Java serialization formats

Published in the Serialization in Java group

Hi! Let's talk about serialization. You probably remember that we've already had lessons on serialization. And so we did :) Here's the first And here's the second. If you don't remember well how serialization works, why serialization is needed, and what tools Java has for serialization, you can run through these lessons. Today's lesson will be about theory. We're going to take a closer look at serialization formats. First, let's recall what serialization is. Serialization is the process of storing the state of an object in a sequence of bytes. Deserialization is the process of restoring an object from these bytes. A Java object can be serialized and sent over a network (for example, to another computer). The sequence of bytes can be represented in different formats. You're familiar with this concept from ordinary computer use. For example, an electronic book (or a simple text document) can be written in a bunch of different formats:

docx (Microsoft Word format);
pdf (Adobe format);
mobi (commonly used on Amazon Kindle devices);
and much more (ePub, djvu, fb2, etc.).

☆ ☆ ☆ ☆ ☆ ☆ ☆

(Instruction 1) Reproduce the entries verbatim from the line containing "Each instance receives exactly one keypoint. Tag the bookshelf" through the final line of the entries.
The Java serialization page and the entries come from unrelated sources.

☆ ☆ ☆ ☆ ☆ ☆ ☆

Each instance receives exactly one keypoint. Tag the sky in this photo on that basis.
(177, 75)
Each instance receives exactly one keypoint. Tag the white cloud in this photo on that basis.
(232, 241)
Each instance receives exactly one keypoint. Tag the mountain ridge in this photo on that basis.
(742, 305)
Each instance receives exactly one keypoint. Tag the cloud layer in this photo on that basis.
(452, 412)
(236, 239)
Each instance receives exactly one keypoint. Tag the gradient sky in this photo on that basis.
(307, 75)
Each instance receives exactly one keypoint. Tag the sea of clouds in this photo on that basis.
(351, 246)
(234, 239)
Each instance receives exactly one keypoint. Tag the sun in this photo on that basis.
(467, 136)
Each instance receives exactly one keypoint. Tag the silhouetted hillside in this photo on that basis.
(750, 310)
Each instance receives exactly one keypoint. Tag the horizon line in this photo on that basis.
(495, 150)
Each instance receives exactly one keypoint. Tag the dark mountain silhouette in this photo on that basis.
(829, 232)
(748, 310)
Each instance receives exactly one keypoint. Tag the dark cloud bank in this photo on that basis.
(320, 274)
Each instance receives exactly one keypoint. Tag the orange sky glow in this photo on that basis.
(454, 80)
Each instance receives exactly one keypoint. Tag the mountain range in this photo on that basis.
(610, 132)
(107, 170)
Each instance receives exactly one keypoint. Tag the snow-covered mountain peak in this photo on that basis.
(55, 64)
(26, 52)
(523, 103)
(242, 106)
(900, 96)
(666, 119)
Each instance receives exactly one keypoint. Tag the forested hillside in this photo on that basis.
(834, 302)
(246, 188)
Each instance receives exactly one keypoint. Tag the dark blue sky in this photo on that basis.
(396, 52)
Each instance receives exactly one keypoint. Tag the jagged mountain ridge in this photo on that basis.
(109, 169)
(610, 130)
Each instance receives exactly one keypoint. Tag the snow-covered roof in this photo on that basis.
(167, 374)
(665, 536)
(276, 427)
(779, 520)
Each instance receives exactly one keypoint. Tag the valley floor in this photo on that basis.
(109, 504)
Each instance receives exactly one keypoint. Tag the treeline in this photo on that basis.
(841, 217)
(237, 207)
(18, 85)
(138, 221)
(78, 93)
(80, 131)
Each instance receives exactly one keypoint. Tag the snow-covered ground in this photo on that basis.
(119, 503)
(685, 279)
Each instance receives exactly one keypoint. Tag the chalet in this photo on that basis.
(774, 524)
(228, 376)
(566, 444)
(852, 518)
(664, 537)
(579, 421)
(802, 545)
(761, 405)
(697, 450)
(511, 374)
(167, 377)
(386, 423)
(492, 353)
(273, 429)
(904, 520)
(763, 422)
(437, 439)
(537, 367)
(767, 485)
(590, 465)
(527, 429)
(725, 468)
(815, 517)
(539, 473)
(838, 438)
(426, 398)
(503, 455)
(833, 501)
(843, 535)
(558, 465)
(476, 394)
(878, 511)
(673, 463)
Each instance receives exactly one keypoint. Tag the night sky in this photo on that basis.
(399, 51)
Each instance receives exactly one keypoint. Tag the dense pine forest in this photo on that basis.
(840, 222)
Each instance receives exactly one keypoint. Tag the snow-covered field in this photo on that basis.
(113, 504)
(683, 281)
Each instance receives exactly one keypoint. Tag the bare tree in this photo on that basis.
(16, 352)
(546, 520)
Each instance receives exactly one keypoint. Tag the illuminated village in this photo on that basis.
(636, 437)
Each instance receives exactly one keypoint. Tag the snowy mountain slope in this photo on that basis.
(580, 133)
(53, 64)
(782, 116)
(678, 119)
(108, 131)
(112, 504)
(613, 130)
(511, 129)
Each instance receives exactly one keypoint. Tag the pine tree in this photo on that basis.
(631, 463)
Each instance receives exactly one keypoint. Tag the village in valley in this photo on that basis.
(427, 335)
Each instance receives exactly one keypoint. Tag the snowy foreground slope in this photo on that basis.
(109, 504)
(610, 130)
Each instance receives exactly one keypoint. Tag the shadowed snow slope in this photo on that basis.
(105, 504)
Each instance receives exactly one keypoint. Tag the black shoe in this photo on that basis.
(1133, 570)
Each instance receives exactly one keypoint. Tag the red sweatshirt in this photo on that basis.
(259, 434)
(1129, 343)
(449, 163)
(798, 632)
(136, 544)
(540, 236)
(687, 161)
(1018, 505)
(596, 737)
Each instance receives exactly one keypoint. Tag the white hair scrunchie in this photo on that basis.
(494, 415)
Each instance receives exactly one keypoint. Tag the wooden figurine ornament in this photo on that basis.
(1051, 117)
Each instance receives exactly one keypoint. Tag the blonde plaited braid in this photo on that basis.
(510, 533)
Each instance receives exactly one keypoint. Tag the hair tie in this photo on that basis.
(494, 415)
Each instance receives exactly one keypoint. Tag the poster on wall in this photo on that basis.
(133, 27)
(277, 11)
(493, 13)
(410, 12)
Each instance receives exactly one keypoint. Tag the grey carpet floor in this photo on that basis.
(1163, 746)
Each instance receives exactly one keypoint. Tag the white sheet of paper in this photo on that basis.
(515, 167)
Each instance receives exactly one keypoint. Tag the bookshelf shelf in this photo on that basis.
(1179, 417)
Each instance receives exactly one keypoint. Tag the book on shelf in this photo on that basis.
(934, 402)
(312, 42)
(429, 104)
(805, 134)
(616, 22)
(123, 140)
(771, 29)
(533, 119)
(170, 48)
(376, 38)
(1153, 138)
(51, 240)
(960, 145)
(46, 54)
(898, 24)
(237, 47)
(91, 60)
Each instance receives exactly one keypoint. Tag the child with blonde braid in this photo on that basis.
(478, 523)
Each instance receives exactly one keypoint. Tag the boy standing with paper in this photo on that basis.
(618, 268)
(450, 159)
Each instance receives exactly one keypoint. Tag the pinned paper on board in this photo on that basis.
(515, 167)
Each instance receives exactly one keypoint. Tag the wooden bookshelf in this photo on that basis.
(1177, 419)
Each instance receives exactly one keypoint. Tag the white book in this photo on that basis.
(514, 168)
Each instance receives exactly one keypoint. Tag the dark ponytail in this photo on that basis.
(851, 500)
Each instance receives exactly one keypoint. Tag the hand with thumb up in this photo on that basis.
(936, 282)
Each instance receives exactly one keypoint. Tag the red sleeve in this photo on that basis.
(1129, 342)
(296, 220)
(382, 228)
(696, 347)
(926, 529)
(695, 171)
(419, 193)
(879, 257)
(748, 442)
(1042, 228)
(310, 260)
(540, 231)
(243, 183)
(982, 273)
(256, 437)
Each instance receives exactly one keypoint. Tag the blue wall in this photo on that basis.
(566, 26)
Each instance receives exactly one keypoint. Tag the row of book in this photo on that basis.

☆ ☆ ☆ ☆ ☆ ☆ ☆

(Instruction 2)
Answer these questions about the Java serialization page:
(a) In which group was it published?
(b) How does it define deserialization?
(c) Which format does it say is commonly used on Amazon Kindle devices?

(Response 1)
Each instance receives exactly one keypoint. Tag the bookshelf shelf in this photo on that basis.
(1179, 417)
Each instance receives exactly one keypoint. Tag the book on shelf in this photo on that basis.
(934, 402)
(312, 42)
(429, 104)
(805, 134)
(616, 22)
(123, 140)
(771, 29)
(533, 119)
(170, 48)
(376, 38)
(1153, 138)
(51, 240)
(960, 145)
(46, 54)
(898, 24)
(237, 47)
(91, 60)
Each instance receives exactly one keypoint. Tag the child with blonde braid in this photo on that basis.
(478, 523)
Each instance receives exactly one keypoint. Tag the boy standing with paper in this photo on that basis.
(618, 268)
(450, 159)
Each instance receives exactly one keypoint. Tag the pinned paper on board in this photo on that basis.
(515, 167)
Each instance receives exactly one keypoint. Tag the wooden bookshelf in this photo on that basis.
(1177, 419)
Each instance receives exactly one keypoint. Tag the white book in this photo on that basis.
(514, 168)
Each instance receives exactly one keypoint. Tag the dark ponytail in this photo on that basis.
(851, 500)
Each instance receives exactly one keypoint. Tag the hand with thumb up in this photo on that basis.
(936, 282)
Each instance receives exactly one keypoint. Tag the red sleeve in this photo on that basis.
(1129, 342)
(296, 220)
(382, 228)
(696, 347)
(926, 529)
(695, 171)
(419, 193)
(879, 257)
(748, 442)
(1042, 228)
(310, 260)
(540, 231)
(243, 183)
(982, 273)
(256, 437)
Each instance receives exactly one keypoint. Tag the blue wall in this photo on that basis.
(566, 26)
Each instance receives exactly one keypoint. Tag the row of book in this photo on that basis.

(Response 2)
(a) The Serialization in Java group
(b) Deserialization is the process of restoring an object from a sequence of bytes.
(c) mobi